#### [Task goal]
Extract the listing in its entirety, keeping each line identical to the original.

#### [Provided data]
########
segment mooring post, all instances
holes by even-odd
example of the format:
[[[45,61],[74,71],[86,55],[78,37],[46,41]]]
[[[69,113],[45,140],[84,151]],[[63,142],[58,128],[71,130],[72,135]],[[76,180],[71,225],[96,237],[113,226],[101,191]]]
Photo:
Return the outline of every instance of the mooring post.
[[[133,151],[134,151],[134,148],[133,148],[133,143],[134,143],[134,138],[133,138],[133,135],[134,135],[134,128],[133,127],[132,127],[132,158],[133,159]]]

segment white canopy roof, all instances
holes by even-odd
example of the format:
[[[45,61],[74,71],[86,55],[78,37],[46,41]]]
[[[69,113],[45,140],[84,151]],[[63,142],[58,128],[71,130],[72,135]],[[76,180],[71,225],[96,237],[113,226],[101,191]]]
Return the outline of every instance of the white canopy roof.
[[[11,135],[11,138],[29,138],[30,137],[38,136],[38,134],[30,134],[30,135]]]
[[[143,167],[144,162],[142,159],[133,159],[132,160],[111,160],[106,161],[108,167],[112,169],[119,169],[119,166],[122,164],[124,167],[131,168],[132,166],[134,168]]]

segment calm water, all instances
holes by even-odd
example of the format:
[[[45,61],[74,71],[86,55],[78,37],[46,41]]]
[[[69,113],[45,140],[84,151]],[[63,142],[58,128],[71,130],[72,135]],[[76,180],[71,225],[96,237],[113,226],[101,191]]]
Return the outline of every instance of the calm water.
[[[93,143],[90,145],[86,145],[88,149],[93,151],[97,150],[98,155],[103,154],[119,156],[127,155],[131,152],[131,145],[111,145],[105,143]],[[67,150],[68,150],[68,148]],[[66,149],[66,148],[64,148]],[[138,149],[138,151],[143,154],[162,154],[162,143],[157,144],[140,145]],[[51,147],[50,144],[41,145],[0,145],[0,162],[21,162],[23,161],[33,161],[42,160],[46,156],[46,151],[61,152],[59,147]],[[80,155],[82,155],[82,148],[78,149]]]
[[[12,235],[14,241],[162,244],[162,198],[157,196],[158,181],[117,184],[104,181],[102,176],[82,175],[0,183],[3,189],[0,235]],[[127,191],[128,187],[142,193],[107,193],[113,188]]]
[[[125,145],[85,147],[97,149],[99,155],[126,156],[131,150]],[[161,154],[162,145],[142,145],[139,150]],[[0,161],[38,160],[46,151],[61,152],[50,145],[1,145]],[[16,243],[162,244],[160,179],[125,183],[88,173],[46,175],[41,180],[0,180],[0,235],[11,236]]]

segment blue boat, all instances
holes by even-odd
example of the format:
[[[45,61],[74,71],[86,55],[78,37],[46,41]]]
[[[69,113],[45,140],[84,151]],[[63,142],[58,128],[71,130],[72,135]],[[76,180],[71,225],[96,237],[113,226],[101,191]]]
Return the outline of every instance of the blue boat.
########
#### [Task output]
segment mooring post, all instances
holes by even-odd
example of the format:
[[[45,61],[74,71],[86,55],[78,37],[46,41]]]
[[[69,113],[45,140],[84,151]],[[63,142],[58,128],[71,130],[72,135]],[[76,180],[71,225],[96,237],[113,226],[101,191]]]
Photo:
Return the outline of every instance of the mooring post.
[[[133,151],[134,151],[134,148],[133,148],[133,143],[134,143],[134,138],[133,138],[133,135],[134,135],[134,128],[133,127],[132,127],[132,158],[133,159]]]

segment white canopy roof, all instances
holes by even-odd
example of the format:
[[[45,61],[74,71],[86,55],[78,37],[46,41]]]
[[[69,113],[45,140],[84,151]],[[63,142],[58,128],[71,130],[72,135]],[[76,180],[71,225],[96,237],[113,226],[101,191]]]
Return the outline of every instance of the white canopy roof.
[[[11,135],[11,138],[29,138],[30,137],[38,136],[38,134],[30,134],[30,135]]]
[[[143,167],[144,162],[142,159],[133,159],[132,160],[111,160],[106,161],[108,167],[112,169],[119,169],[119,166],[122,164],[124,167],[131,168],[132,166],[134,168]]]

segment calm water, all instances
holes by even-odd
example of the format:
[[[45,61],[74,71],[86,55],[78,37],[46,41]]]
[[[69,113],[45,140],[84,151]],[[63,142],[58,128],[71,130],[72,135]],[[76,180],[71,225],[96,237],[113,226],[101,191]]]
Return the outline of every instance of the calm water.
[[[93,143],[90,145],[86,145],[88,149],[93,151],[97,150],[98,155],[103,154],[119,156],[127,155],[131,152],[131,145],[111,145],[105,143]],[[67,150],[68,150],[68,148]],[[66,149],[66,148],[64,148]],[[138,149],[138,151],[143,154],[162,154],[162,143],[157,144],[140,145]],[[51,147],[50,144],[41,145],[0,145],[0,162],[21,162],[23,161],[33,161],[42,160],[46,156],[46,151],[61,152],[59,147]],[[80,155],[82,155],[82,148],[78,149]]]
[[[12,235],[14,241],[162,244],[162,198],[157,196],[158,181],[117,184],[104,181],[102,176],[82,175],[0,183],[3,189],[0,235]],[[127,191],[128,187],[142,193],[107,193],[113,188]]]
[[[125,145],[85,147],[97,149],[99,155],[126,156],[131,150]],[[161,154],[162,145],[142,145],[139,150]],[[0,161],[38,160],[46,151],[61,152],[50,145],[1,145]],[[16,243],[162,244],[160,179],[125,183],[88,173],[46,175],[41,180],[0,180],[0,235],[11,236]]]

segment blue boat, all instances
holes by even-odd
example of the format:
[[[45,61],[74,71],[86,55],[78,37],[46,41]]]
[[[69,113],[45,140],[84,151]],[[63,142],[58,128],[71,130],[72,135]],[[76,180],[71,225],[96,237],[113,226],[101,191]]]
Return the outline of every instance of the blue boat.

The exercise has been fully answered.